-- begin Excerpt provided --

Crawling and sync behavior

Initial full crawl

On each sync, the connector:

  1. Resolves target buckets from the configured AWS Buckets list or *.

  2. Determines each bucket’s AWS region and uses a regional S3 client.

  3. Lists objects in pages (default 100 per page) without loading entire buckets into memory.

  4. For every object, indexes metadata (key, bucket, size, timestamps, URL, etc.).

  5. For supported file types and sizes, downloads the object and runs text extraction so body is searchable.

Incremental updates

Item

Current behavior

Incremental sync

Not supported. The connector does not implement cursor- or event-based incremental listing.

Why

S3 list APIs do not support efficient “changed since” queries across a whole bucket without scanning keys.

Expected latency

Time from an upload to appearance in search depends on sync schedule, bucket size, and extraction load. Under normal conditions, expect updates after the next successful full sync, not in real time.

Field mapping and search experience

Default field mapping

Source (S3 / connector)

Index / search concept

Hash of bucket + key

Document id

Object key

filename (full path in bucket)

Bucket name

bucket

LastModified

_timestamp

Size

size_in_bytes

Owner display name

owner

Storage class

storage_class

Computed link

url

Extracted text

body

connector_type = s3

Search experience

  • Result layout: Typically shows title/path from filename, bucket, modified time, size, and an Open action using url.

  • Useful filters: Source = Amazon S3, file type (from extension/mime), bucket, owner (when present), last modified.

  • Autocomplete: Often wired to filename and bucket in search configuration.

  • Smart Answers / semantic search: Supported when your deployment indexes body and enables those features on this source.

Open behavior (url field)

Every document includes a url. The connector chooses the format based on whether the bucket is treated as public:

Bucket treatment

URL type

User experience

Private (default)

-- end Excerpt provided --
-- begin Record set --

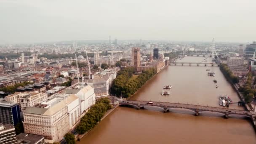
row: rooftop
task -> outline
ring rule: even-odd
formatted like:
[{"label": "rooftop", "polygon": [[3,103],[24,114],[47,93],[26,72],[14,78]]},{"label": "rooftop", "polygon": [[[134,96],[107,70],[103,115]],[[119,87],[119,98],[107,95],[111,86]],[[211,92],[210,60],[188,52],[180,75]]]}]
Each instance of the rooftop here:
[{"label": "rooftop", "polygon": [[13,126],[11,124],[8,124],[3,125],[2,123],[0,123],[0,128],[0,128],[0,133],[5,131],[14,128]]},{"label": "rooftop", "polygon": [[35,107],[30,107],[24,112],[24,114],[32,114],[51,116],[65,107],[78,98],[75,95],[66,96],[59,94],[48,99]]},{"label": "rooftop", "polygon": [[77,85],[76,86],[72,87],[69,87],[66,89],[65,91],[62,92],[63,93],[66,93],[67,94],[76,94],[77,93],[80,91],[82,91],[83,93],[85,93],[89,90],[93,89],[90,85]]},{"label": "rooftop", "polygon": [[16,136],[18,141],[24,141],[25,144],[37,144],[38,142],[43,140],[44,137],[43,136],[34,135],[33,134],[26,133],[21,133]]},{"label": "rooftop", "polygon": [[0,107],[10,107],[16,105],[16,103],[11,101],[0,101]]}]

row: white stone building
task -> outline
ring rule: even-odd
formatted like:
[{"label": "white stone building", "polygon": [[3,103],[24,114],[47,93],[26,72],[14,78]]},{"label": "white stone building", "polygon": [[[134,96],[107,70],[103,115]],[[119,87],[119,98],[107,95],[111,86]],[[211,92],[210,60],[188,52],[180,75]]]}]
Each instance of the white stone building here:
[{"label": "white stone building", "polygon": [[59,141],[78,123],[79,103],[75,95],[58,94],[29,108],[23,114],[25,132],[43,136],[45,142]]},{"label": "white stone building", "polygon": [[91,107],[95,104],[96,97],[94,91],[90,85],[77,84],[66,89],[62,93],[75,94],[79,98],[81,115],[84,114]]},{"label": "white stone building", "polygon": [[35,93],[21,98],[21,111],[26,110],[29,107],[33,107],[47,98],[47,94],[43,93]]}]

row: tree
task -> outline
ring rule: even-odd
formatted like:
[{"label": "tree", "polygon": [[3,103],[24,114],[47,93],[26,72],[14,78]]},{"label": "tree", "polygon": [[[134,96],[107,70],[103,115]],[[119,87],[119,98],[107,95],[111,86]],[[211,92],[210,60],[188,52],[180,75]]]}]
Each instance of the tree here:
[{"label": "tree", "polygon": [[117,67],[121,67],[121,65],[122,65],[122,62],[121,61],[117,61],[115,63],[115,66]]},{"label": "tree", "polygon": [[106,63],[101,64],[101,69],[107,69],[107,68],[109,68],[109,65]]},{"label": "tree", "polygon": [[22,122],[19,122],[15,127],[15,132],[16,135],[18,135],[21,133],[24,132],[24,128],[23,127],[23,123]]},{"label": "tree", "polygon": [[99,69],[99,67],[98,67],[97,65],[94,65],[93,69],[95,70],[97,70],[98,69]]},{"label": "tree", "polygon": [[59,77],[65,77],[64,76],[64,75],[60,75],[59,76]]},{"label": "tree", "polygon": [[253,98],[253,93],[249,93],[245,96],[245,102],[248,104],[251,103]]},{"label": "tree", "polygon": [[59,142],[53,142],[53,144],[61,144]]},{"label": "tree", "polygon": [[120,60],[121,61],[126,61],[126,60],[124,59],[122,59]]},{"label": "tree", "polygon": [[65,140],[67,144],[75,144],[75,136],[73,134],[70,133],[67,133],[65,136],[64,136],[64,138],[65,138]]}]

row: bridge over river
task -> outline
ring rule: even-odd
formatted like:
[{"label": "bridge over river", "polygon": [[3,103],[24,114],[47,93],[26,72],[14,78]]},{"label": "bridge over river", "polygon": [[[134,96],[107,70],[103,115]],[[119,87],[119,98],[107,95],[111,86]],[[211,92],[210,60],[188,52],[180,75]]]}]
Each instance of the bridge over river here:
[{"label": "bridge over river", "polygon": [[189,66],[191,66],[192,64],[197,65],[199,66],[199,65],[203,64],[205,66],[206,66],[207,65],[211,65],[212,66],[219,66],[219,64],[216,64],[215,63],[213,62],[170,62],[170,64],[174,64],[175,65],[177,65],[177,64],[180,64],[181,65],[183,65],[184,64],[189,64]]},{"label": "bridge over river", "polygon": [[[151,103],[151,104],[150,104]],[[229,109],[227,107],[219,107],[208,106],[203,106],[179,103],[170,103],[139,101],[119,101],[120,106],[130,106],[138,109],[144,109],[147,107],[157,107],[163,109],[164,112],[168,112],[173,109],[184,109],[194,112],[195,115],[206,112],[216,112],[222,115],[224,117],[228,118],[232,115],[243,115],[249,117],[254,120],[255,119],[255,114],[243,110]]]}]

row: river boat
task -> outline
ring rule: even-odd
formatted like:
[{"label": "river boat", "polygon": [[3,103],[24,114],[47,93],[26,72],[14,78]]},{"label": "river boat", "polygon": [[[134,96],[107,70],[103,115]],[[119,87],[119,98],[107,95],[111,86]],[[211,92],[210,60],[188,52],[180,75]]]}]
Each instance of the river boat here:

-- end Record set --

Task list
a: Answer these about the crawling and sync excerpt:
(i) By default, how many objects does the connector list per page?
(ii) Which index field does the S3 LastModified value map to?
(iii) Which field must a deployment index for Smart Answers and semantic search to be supported on this source?
b: Output the passage from the crawling and sync excerpt, starting at "connector_type = s3" and ending at "present), last modified.".

Worked solutions
a:
(i) 100 objects per page.
(ii) _timestamp.
(iii) body.

b:
connector_type = s3

Search experience

  • Result layout: Typically shows title/path from filename, bucket, modified time, size, and an Open action using url.

  • Useful filters: Source = Amazon S3, file type (from extension/mime), bucket, owner (when present), last modified.